(Task brief): Convert every line of the records below into a Markdown table with the columns "Index" and "Line," numbering each row in sequence and skipping blank lines.

<<<<

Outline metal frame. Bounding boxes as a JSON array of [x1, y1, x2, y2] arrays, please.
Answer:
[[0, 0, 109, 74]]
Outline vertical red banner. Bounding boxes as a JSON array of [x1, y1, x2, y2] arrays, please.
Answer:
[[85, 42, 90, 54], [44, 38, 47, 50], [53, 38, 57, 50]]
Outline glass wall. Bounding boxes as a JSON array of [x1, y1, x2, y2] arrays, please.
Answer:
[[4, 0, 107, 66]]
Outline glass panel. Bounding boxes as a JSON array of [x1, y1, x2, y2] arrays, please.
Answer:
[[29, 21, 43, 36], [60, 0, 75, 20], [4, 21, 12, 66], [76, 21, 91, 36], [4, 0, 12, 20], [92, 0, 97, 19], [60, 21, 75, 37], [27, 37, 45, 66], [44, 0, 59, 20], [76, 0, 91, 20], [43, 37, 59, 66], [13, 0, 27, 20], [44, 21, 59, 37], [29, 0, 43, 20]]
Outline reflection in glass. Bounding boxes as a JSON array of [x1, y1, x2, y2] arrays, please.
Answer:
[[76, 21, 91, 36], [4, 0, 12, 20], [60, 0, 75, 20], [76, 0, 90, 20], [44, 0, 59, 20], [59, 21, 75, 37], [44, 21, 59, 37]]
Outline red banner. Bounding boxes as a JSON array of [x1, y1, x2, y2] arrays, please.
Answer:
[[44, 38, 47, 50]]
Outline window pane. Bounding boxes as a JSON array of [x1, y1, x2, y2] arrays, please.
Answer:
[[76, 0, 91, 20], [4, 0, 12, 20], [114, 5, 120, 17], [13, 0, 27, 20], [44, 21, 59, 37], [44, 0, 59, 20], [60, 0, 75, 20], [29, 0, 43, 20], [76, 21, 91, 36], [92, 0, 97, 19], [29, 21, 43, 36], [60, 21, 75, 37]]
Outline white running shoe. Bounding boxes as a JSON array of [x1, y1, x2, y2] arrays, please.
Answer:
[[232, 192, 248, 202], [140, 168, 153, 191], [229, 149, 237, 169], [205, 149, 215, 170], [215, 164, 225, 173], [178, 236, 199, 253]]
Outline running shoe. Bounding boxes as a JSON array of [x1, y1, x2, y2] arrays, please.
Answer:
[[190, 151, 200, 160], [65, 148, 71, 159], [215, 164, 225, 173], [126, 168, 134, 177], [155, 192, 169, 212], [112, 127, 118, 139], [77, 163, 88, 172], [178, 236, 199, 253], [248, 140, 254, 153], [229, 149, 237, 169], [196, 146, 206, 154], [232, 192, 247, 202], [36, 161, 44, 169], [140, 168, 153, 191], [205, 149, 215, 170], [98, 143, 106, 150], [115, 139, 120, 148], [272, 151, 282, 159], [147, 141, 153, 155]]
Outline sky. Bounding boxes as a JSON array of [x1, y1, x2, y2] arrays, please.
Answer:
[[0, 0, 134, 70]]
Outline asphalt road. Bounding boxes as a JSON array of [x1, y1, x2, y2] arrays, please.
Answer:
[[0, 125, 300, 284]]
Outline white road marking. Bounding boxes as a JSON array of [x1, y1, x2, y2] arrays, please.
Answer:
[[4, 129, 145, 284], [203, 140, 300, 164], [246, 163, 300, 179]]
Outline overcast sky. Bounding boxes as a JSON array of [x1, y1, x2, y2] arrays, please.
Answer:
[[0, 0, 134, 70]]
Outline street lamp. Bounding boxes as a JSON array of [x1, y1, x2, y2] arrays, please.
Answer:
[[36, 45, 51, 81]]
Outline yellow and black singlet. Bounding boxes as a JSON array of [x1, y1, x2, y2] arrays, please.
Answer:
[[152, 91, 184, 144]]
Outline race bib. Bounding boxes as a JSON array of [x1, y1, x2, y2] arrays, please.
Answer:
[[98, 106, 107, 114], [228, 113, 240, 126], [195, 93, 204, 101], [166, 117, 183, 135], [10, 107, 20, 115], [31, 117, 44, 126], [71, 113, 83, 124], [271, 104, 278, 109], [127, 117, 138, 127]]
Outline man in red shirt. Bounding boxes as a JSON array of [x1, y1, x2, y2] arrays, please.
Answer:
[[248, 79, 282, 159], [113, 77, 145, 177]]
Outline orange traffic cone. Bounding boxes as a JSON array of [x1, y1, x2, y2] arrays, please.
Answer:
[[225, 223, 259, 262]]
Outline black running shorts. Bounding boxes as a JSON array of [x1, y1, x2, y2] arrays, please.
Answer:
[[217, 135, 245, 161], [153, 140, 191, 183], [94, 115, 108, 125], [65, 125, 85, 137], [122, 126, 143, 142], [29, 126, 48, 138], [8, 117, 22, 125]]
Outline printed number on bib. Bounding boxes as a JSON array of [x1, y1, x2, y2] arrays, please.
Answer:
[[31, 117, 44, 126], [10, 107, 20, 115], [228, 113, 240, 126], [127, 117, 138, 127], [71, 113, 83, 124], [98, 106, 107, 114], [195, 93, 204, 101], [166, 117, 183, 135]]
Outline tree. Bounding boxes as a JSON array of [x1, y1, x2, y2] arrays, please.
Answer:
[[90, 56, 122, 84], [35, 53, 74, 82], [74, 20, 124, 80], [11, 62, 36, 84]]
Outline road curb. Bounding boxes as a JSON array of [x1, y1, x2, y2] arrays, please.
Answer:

>>>>

(Solution to the exercise):
| Index | Line |
|---|---|
| 1 | Outline metal frame. Bounding boxes as a JSON array of [x1, y1, x2, y2] arrays, please. |
| 2 | Answer: |
| 3 | [[0, 0, 109, 74]] |
| 4 | Outline vertical red banner. Bounding boxes as a JSON array of [x1, y1, x2, y2] arrays, please. |
| 5 | Answer: |
| 6 | [[85, 42, 90, 54], [44, 38, 47, 50], [53, 38, 57, 50]] |
| 7 | Outline glass wall. Bounding boxes as a JSON array of [x1, y1, x2, y2] arrays, please. |
| 8 | Answer: |
| 9 | [[4, 0, 107, 66]] |
| 10 | Outline glass panel. Bounding boxes as a JSON array of [x1, y1, x2, y2] arrays, please. |
| 11 | Answer: |
| 12 | [[29, 21, 43, 36], [60, 0, 75, 20], [4, 21, 12, 66], [76, 21, 91, 36], [4, 0, 12, 20], [92, 0, 97, 19], [60, 21, 75, 37], [27, 37, 45, 66], [44, 0, 59, 20], [76, 0, 91, 20], [43, 37, 59, 66], [13, 0, 27, 20], [44, 21, 59, 37], [29, 0, 43, 20]] |
| 13 | Outline reflection in glass. Bounding boxes as a JSON array of [x1, y1, x2, y2] arrays, please. |
| 14 | Answer: |
| 15 | [[76, 21, 91, 36], [4, 0, 12, 20], [60, 0, 75, 20], [76, 0, 90, 20], [44, 0, 59, 20], [59, 21, 75, 37], [44, 21, 59, 37]] |
| 16 | Outline red banner. Bounding boxes as a JSON array of [x1, y1, x2, y2] arrays, please. |
| 17 | Answer: |
| 18 | [[44, 38, 47, 50]] |
| 19 | Outline window pane. Bounding boxes as a JSON array of [x1, y1, x2, y2] arrays, please. |
| 20 | Answer: |
| 21 | [[76, 0, 91, 20], [4, 0, 12, 20], [114, 5, 120, 17], [13, 0, 27, 20], [44, 21, 59, 37], [44, 0, 59, 20], [60, 0, 75, 20], [29, 0, 43, 20], [76, 21, 91, 36], [92, 0, 97, 19], [29, 21, 43, 36], [60, 21, 75, 37]] |
| 22 | Outline white running shoe. Bounding boxes as a JSON array of [x1, y1, x2, y2] arrays, please. |
| 23 | Answer: |
| 24 | [[232, 192, 248, 202], [140, 168, 153, 191], [229, 149, 237, 169], [205, 149, 215, 170], [215, 164, 225, 173], [178, 236, 199, 253]] |
| 25 | Outline running shoe. Bounding boxes as a JSON array of [x1, y1, x2, y2] arrays, please. |
| 26 | Answer: |
| 27 | [[190, 151, 200, 160], [65, 148, 71, 159], [215, 164, 225, 173], [126, 168, 134, 177], [155, 192, 169, 212], [112, 127, 118, 139], [77, 163, 88, 172], [178, 236, 199, 253], [248, 140, 254, 153], [229, 149, 237, 169], [196, 146, 206, 154], [232, 192, 247, 202], [36, 161, 44, 169], [140, 168, 153, 191], [205, 149, 215, 170], [98, 143, 106, 150], [115, 139, 120, 148], [272, 151, 282, 159], [147, 141, 153, 155]] |
| 28 | Outline sky. Bounding boxes as a JSON array of [x1, y1, x2, y2] arrays, please. |
| 29 | Answer: |
| 30 | [[0, 0, 134, 70]] |
| 31 | Outline asphalt road. Bounding boxes as a JSON array of [x1, y1, x2, y2] arrays, please. |
| 32 | Answer: |
| 33 | [[0, 125, 300, 284]] |
| 34 | Outline white road marking. Bounding boxes as a JSON array of [x1, y1, x2, y2] arrays, please. |
| 35 | Answer: |
| 36 | [[4, 129, 145, 284], [203, 140, 300, 164], [246, 163, 300, 179]] |
| 37 | Outline overcast sky. Bounding boxes as a JSON array of [x1, y1, x2, y2] arrays, please. |
| 38 | Answer: |
| 39 | [[0, 0, 134, 70]] |
| 40 | Outline street lamp. Bounding boxes as a JSON array of [x1, y1, x2, y2] arrays, please. |
| 41 | Answer: |
| 42 | [[36, 45, 51, 81]] |
| 43 | Outline yellow and black singlet. Bounding boxes as a JSON array of [x1, y1, x2, y2] arrays, please. |
| 44 | Answer: |
| 45 | [[152, 91, 184, 144]] |
| 46 | Outline race bib. Bounding boxes as a JSON array of [x1, y1, x2, y2] arrays, please. |
| 47 | Answer: |
| 48 | [[98, 106, 107, 114], [228, 113, 240, 126], [195, 93, 204, 101], [166, 117, 183, 135], [10, 107, 20, 115], [31, 117, 44, 126], [71, 113, 83, 124], [271, 104, 278, 109], [127, 117, 138, 127]] |
| 49 | Outline man in red shirt. Bounding boxes as a JSON array of [x1, y1, x2, y2] arrays, please. |
| 50 | Answer: |
| 51 | [[248, 79, 282, 159], [113, 77, 145, 177]] |
| 52 | Outline orange traffic cone. Bounding boxes as a JSON array of [x1, y1, x2, y2] arrays, please. |
| 53 | Answer: |
| 54 | [[225, 223, 259, 262]] |
| 55 | Outline black running shorts. Bounding boxes as a JSON array of [x1, y1, x2, y2] arrays, please. |
| 56 | Answer: |
| 57 | [[217, 135, 245, 161], [153, 140, 191, 183], [94, 115, 108, 125], [65, 125, 85, 137], [122, 126, 143, 142], [29, 126, 48, 138], [8, 117, 22, 125]] |
| 58 | Outline printed number on bib. Bounding boxes as a JSON array of [x1, y1, x2, y2] arrays, please. |
| 59 | Answer: |
| 60 | [[31, 117, 44, 126], [10, 107, 20, 115], [228, 113, 240, 126], [127, 117, 138, 127], [71, 113, 83, 124], [98, 106, 107, 114], [195, 93, 204, 101], [166, 117, 183, 135]] |
| 61 | Outline tree. Bounding boxes as a JSON array of [x1, y1, x2, y2] arrays, please. |
| 62 | Answer: |
| 63 | [[90, 56, 122, 84], [35, 53, 74, 82], [74, 20, 124, 80], [11, 62, 36, 84]] |
| 64 | Outline road curb. Bounding boxes as a JSON array of [x1, y1, x2, y2] arrays, please. |
| 65 | Answer: |